▸ **EXTRACTED RECORDS**:
'''

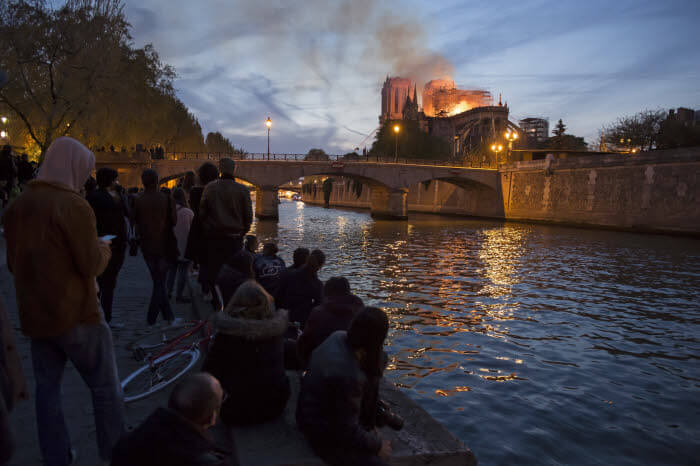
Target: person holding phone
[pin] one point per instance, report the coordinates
(111, 209)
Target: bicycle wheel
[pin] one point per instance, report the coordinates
(165, 370)
(164, 336)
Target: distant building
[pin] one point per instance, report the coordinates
(535, 131)
(394, 94)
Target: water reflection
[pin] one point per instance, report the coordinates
(547, 327)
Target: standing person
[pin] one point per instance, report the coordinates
(300, 290)
(154, 215)
(8, 173)
(299, 258)
(110, 208)
(55, 256)
(335, 388)
(195, 250)
(227, 213)
(181, 230)
(269, 268)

'''

▸ **INSTRUCTIONS TO FOLLOW**: Copy the records exactly as they appear, excluding images.

▸ **ANSWER SECTION**:
Target: person holding phone
[pin] one point per instance, report the coordinates
(111, 209)
Target: bicycle wheel
[pin] one point per instance, report the coordinates
(165, 370)
(164, 336)
Target: distant building
[pin] one point per instance, report the coordinates
(535, 131)
(394, 94)
Target: water reflection
[pin] one point per instance, report the coordinates
(547, 327)
Target: standing person
[pin] one point per instance, report the coordinates
(300, 290)
(154, 215)
(8, 173)
(299, 258)
(110, 208)
(55, 256)
(335, 388)
(195, 250)
(227, 213)
(181, 230)
(269, 268)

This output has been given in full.